___ Records supplied

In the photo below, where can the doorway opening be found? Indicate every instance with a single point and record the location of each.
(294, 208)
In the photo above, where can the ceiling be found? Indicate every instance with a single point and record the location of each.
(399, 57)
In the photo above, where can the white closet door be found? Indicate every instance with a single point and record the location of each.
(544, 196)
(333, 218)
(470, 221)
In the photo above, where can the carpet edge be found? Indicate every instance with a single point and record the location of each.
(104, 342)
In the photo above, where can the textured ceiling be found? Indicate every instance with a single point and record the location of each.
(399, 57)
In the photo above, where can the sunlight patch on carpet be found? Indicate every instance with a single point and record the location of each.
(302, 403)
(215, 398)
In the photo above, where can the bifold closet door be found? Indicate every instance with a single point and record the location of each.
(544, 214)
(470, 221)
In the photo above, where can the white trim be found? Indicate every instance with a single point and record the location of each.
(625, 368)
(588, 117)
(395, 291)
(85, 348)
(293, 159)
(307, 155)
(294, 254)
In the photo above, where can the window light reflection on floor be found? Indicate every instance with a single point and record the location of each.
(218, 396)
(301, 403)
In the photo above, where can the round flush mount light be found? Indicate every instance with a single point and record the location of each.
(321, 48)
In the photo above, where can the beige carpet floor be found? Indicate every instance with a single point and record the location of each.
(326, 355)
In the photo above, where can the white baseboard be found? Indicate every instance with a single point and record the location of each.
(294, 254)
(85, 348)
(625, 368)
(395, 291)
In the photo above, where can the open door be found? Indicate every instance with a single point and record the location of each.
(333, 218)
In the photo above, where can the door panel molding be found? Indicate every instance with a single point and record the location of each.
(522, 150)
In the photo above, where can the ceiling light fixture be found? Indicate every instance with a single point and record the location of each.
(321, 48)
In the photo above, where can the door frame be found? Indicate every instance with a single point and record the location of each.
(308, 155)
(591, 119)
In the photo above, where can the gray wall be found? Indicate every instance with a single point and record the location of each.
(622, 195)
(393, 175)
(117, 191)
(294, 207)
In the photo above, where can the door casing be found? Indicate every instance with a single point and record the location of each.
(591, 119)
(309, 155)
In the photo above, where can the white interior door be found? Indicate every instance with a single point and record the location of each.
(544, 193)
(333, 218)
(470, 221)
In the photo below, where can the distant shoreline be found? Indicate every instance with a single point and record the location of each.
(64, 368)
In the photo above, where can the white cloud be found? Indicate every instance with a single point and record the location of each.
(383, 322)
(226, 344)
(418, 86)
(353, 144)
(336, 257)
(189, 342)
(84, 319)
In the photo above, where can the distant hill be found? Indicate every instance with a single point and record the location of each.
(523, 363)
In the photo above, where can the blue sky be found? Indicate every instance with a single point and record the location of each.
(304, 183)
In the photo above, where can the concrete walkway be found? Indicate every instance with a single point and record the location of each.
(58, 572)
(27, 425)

______

What the task requires:
Rewrite all the data above with "gray wall" changed to "painted wall". Leave everything else as it is.

In response:
In the photo below, where can the doorway opening be found? Indicate every instance with a single point and record the location of each.
(294, 208)
In the photo above, where can the ceiling be found? Indicate every instance with a single point and record the location of each.
(399, 57)
In the photo above, where can the white closet door be found? Indicate every instance with a single point and record the location of each.
(544, 196)
(333, 218)
(470, 221)
In the photo above, where can the carpet edge be found? Indicate every instance with a single point and record the location of each.
(104, 342)
In the photo above, where can the textured ceiling be found? Indicate every instance with a single point and record the location of each.
(399, 57)
In the photo above, where can the sunlight patch on carpet be found? Indicate every instance with a single point and record the location of each.
(302, 403)
(215, 398)
In the photo above, where can the bifold closet door be found? Indicate every instance with a single point and record the location of each.
(544, 214)
(470, 221)
In the photo above, where can the white trim be found? Indicate every instance with a single point and record the location of each.
(625, 368)
(588, 117)
(395, 291)
(85, 348)
(293, 159)
(307, 155)
(294, 254)
In the photo above, where can the window light reflection on floor be found? Indicate every instance with a single point and record the location of each.
(218, 396)
(301, 403)
In the photo above, where can the round flush mount light be found? Indicate every instance with a single point and record the location of each.
(321, 48)
In the photo above, where can the beige carpet floor be found? Indicate every instance with a single point and record the location of each.
(326, 355)
In the photo above, where can the white baseboard be found? Indicate every instance with a single point and record the location of each.
(294, 254)
(85, 348)
(625, 368)
(395, 291)
In the photo above, where can the open door be found? Indicate every instance with a single point and record the location of each.
(333, 218)
In the photo above, where can the door panel molding be found? Indicate every instance with a single point and record the location of each.
(522, 150)
In the photo above, where can the ceiling light fixture be found? Indicate every instance with a single point and record the location of each.
(321, 48)
In the photo above, where can the door frame be found? Indicate every instance with a single point and record the location of each.
(308, 155)
(591, 119)
In the photo above, where can the painted wall be found? Indicate every instance with a single point and record the location of each.
(622, 195)
(393, 175)
(117, 191)
(294, 207)
In the photo above, where can the door casing be found? Indicate every instance with a single point and record the location of each.
(591, 119)
(309, 155)
In the photo above, where can the white interior door be found? Indicate every instance with a single point and record the location of each.
(544, 193)
(333, 218)
(470, 221)
In the photo below, where can the distant shoreline be found? Indicate every instance with a single point and record the location of each.
(64, 368)
In the photo above, where can the white cloud be found? Indicate every instance with a single point and record the location of each.
(383, 322)
(226, 344)
(418, 86)
(353, 144)
(336, 257)
(189, 342)
(84, 319)
In the photo above, where can the distant hill be found? Indicate every instance with a single point and record the location of each.
(523, 363)
In the photo above, where can the blue sky be found? Indicate every instance with a single point and record the location of each.
(304, 183)
In the photo above, where can the concrete walkway be found? Indicate every instance with a single point and record the location of each.
(58, 572)
(27, 425)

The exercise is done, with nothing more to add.